■ **Exercise objective**
Present every row below as a numbered list, omitting any blank lines.

■ **Stored rows**

— START —

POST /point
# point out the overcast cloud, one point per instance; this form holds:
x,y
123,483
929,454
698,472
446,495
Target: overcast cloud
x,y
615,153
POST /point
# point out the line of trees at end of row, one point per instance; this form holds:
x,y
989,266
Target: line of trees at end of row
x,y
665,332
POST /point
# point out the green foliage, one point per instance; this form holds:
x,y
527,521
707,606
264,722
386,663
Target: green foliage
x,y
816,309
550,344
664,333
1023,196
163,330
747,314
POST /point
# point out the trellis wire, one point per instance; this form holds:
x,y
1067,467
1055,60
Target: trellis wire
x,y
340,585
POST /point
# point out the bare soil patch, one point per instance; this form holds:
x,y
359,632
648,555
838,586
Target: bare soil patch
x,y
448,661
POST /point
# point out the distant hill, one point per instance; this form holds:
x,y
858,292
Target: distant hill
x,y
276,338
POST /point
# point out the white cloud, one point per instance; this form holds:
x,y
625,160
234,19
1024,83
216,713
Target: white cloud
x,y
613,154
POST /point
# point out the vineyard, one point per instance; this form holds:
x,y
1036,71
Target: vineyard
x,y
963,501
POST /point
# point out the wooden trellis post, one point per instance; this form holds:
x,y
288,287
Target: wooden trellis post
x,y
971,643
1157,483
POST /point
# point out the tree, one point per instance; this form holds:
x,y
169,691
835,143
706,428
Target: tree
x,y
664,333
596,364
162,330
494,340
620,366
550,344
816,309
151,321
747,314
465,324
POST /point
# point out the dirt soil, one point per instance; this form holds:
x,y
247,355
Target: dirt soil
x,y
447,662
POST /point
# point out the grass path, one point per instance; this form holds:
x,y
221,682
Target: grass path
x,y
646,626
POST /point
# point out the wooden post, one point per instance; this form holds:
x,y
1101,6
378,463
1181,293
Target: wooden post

— END —

■ **Answer in full**
1. POST /point
2. # point out the overcast cloud, one point per instance; this form holds:
3. x,y
4. 123,483
5. 929,454
6. 698,472
7. 446,495
8. Target: overcast cloud
9. x,y
10. 615,153
11. POST /point
12. # point out the line of trees at end of row, one point per instance; this form holds:
13. x,y
14. 989,266
15. Target: line of trees at end of row
16. x,y
17. 665,332
18. POST /point
19. # point out the green foliage, one point per instance; this form holds:
20. x,y
21. 527,521
22. 707,606
23. 264,722
24. 386,663
25. Target: green foliage
26. x,y
27. 816,309
28. 550,344
29. 664,333
30. 1023,196
31. 163,330
32. 747,314
33. POST /point
34. # point out the trellis wire, one point per instance; this form holds:
35. x,y
36. 1067,467
37. 1055,60
38. Target: trellis wire
39. x,y
40. 340,585
41. POST /point
42. # point out the bare soil patch, one point per instance; this form holds:
43. x,y
44. 359,632
45. 648,555
46. 838,586
47. Target: bare soil patch
48. x,y
49. 448,661
50. POST /point
51. # point out the distant hill, one point per instance; this form holds:
52. x,y
53. 858,292
54. Target: distant hill
55. x,y
56. 276,338
57. POST /point
58. # point out the white cloud, one point per instance; this form holds:
59. x,y
60. 625,160
61. 234,19
62. 1024,83
63. 216,713
64. Target: white cloud
65. x,y
66. 613,154
67. POST /point
68. # point out the vineyard, one point per instance; this form holds:
69. x,y
70. 1036,71
71. Target: vineyard
72. x,y
73. 963,501
74. POST /point
75. # point out the wooden trellis post, one point per instance; this form holds:
76. x,y
77. 288,287
78. Target: wooden trellis post
79. x,y
80. 971,643
81. 1157,483
82. POST /point
83. # point out the tree, one point per instance; this form holds:
84. x,y
85. 169,691
86. 835,143
87. 706,428
88. Target: tree
89. x,y
90. 664,333
91. 596,364
92. 162,330
93. 494,340
94. 620,366
95. 550,344
96. 816,309
97. 151,321
98. 747,314
99. 465,324
100. POST /point
101. # point out the dirt soil, one point per instance; this form holds:
102. x,y
103. 247,355
104. Target: dirt soil
105. x,y
106. 447,662
107. POST /point
108. # point out the grass path, one point per instance; this form holds:
109. x,y
110. 221,682
111. Target: grass path
112. x,y
113. 646,626
114. POST /point
115. # point out the wooden post, one point per instance; this form holds:
116. x,y
117. 1101,6
118. 378,463
119. 1181,293
120. Target: wooden post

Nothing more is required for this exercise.